**DO THIS:**
Reproduce the benchmark import and run instructions in full, word for word.

**EXTRACT PROVIDED:**

===

Import the Benchmark datasets

cd benchmark

# options:
#   -h, --help            show this help message and exit
#   -d DATA_SET, --data DATA_SET

python remote_benchmark_knn_import.py -d sift_1m
python remote_benchmark_knn_import.py -d gist_1m

Run Benchmark

# options:
#   -h, --help            show this help message and exit
#   -t THREADS, --threads THREADS
#   -r ROUNDS, --rounds ROUNDS
#   -d DATA_SET, --data DATA_SET

# ROUNDS indicates the number of times Python executes the benchmark, and the result represents the average duration for each run.

# Perform a latency benchmark on the SIFT1M dataset using a single thread, running it only once.

===

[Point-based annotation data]
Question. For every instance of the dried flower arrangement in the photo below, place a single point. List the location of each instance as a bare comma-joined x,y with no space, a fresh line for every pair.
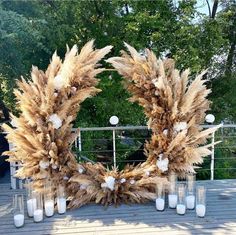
42,135
49,102
174,106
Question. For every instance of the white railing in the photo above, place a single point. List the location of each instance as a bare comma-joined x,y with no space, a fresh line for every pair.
114,130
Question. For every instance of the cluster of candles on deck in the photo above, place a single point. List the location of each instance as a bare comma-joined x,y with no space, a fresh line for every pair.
38,204
182,196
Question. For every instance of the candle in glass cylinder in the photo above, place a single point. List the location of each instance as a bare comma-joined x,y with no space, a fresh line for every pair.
200,210
31,200
18,207
31,206
19,220
190,199
181,207
49,208
38,215
61,200
48,199
172,199
200,201
38,212
160,204
172,196
160,201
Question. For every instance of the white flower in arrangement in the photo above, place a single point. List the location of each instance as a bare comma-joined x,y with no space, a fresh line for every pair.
123,180
54,166
80,170
44,164
155,82
132,181
180,126
83,186
14,123
58,82
73,90
162,164
65,178
165,132
56,121
109,183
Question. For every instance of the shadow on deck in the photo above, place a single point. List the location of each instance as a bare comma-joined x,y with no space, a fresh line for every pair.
133,219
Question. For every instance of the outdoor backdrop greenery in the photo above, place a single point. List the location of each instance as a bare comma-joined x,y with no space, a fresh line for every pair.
30,31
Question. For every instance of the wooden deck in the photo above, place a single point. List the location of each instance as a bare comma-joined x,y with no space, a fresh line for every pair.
134,219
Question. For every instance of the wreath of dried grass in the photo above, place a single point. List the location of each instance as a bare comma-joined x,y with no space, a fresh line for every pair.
42,134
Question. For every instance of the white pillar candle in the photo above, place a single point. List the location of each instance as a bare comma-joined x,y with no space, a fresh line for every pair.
172,199
38,215
160,204
200,210
31,206
190,200
61,205
19,220
180,208
49,207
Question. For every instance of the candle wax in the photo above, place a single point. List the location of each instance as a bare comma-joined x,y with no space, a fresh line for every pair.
172,199
31,206
190,200
180,208
19,220
49,207
160,204
38,215
61,205
200,210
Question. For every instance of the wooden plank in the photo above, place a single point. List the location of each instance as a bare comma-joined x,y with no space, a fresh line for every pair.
134,219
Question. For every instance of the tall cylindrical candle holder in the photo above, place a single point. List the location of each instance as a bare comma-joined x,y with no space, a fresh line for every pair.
48,199
200,201
190,199
181,204
31,199
18,208
160,200
172,195
38,212
61,200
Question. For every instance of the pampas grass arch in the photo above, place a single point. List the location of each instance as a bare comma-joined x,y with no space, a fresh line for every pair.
49,103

===

**FINISHED EXERCISE:**
Import the Benchmark datasets

cd benchmark

# options:
#   -h, --help            show this help message and exit
#   -d DATA_SET, --data DATA_SET

python remote_benchmark_knn_import.py -d sift_1m
python remote_benchmark_knn_import.py -d gist_1m

Run Benchmark

# options:
#   -h, --help            show this help message and exit
#   -t THREADS, --threads THREADS
#   -r ROUNDS, --rounds ROUNDS
#   -d DATA_SET, --data DATA_SET

# ROUNDS indicates the number of times Python executes the benchmark, and the result represents the average duration for each run.

# Perform a latency benchmark on the SIFT1M dataset using a single thread, running it only once.